Payment by results in the prison system – challenges of calibrating success and failure

Last week the Ministry of Justice published its interim evaluation of the ‘payment by results’ (PBR) pilots at Peterborough and Doncaster prisons. Designed to test out how PBR might create sustainable mechanisms to reduce prisoner reoffending, the pilots can now tell us something about reconviction outcomes. The results, says Simon Bastow, are modest and hardly the stuff of revolution. Indeed, they show how affecting change in a complex policy system is an incremental game.

Bringing about ‘rehabilitation revolution’ in the prison system was never going to be easy. This is an area, after all, that has suffered from a persistent sense of fatalism over the decades about the extent to which prisons can or should be expected to rehabilitate. And the fact that the system has prided itself on running at close-to-tolerance levels of capacity day-in day-out has also sustained a healthy appreciation of the constraints on the realms of possibility in this area.

So the PBR pilots at Peterborough and Doncaster have afforded opportunity to see what is or may be possible when prisons and those that work in them are directly incentivized to focus on rehabilitative outcomes. What might we expect in terms of reduction of reconviction rates from such explicit attention? And what is the potential for changing cultures and mind-sets around rehabilitation? This interim report provides a useful insight into the size of the challenge.

********

*THE PROBLEM*
Please list every proper name of a person, organization, or place that appears in the article on payment by results in prisons.

********

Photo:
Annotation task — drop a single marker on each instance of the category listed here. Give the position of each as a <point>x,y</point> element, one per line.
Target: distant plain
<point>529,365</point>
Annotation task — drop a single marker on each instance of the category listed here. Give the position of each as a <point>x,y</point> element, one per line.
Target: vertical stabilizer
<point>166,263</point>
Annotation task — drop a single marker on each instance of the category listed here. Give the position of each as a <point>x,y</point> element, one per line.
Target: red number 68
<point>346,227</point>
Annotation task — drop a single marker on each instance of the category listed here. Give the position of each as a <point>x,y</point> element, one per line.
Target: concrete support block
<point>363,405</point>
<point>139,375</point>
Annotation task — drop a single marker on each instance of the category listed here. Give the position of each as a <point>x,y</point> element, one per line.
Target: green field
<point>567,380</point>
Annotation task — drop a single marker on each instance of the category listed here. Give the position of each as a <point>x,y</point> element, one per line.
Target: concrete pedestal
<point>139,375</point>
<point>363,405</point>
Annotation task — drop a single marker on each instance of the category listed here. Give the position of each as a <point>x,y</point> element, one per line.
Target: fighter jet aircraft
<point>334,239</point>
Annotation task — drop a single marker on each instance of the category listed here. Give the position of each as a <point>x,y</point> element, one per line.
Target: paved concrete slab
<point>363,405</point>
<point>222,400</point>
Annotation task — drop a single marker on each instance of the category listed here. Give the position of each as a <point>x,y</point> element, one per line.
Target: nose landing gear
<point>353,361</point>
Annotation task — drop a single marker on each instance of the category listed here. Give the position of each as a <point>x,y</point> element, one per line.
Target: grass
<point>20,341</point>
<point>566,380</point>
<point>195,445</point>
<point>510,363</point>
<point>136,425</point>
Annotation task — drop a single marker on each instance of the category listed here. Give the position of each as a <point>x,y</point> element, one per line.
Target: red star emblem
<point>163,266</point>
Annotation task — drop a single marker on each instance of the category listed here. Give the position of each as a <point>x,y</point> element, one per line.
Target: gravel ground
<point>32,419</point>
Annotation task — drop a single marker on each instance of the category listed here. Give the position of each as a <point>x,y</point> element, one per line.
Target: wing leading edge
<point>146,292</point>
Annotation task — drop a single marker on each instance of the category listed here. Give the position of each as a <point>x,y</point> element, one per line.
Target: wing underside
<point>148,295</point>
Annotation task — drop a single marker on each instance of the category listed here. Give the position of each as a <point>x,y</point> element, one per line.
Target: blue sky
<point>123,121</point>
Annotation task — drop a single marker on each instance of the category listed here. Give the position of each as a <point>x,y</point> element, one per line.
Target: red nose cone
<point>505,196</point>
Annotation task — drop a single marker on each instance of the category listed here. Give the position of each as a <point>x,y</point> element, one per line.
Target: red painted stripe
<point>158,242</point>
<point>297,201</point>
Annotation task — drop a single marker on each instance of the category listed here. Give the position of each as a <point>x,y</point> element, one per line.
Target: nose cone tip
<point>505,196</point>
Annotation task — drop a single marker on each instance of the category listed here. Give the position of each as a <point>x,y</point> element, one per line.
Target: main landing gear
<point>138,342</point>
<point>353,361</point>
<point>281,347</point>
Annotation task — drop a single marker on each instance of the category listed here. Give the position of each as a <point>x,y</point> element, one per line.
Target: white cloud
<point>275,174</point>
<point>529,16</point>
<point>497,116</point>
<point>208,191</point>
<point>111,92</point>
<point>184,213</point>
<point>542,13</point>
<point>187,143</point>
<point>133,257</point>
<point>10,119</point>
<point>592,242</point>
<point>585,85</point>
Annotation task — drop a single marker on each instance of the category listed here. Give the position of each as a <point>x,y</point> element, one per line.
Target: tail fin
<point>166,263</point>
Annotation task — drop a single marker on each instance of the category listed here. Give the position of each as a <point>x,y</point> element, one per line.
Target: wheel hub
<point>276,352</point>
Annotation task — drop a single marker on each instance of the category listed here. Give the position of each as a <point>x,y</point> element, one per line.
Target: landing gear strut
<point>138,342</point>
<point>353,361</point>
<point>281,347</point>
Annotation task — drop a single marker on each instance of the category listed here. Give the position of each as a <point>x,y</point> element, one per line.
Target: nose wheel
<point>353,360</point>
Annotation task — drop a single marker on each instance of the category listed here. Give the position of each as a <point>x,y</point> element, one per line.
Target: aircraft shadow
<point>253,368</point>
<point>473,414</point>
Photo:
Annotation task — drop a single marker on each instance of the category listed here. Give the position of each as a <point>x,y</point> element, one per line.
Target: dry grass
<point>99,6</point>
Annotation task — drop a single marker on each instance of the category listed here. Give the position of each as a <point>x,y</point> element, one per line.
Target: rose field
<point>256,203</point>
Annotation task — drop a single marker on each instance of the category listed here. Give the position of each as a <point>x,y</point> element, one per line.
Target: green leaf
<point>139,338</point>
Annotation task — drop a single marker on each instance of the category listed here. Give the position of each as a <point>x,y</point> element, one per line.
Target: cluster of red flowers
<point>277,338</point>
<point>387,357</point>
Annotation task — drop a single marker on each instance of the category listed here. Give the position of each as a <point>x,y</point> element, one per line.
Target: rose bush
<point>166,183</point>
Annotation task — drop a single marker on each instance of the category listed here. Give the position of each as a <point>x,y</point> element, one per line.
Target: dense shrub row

********

*OUTPUT OF THE EXERCISE*
Ministry of Justice
Peterborough
Doncaster
Simon Bastow